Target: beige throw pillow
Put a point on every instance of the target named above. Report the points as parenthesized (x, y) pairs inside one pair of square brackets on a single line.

- - -

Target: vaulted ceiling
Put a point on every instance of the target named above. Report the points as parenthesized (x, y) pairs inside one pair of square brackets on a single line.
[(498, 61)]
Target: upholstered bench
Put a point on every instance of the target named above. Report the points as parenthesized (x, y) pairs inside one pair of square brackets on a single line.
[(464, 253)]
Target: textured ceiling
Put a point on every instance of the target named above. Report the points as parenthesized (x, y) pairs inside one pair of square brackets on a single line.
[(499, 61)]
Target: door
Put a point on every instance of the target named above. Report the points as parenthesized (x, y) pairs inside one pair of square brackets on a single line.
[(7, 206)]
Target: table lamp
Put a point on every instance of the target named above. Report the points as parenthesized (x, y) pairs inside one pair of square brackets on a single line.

- - -

• Task details
Copy the lines of the items above verbatim, starting at the line that contains "Target: upholstered bench" and ending with the line that contains "[(464, 253)]", both included.

• Reply
Target: upholstered bench
Put a point on every instance of the target named above. Report the points as parenthesized (x, y) pairs inside one pair of square brackets on a single line.
[(464, 253)]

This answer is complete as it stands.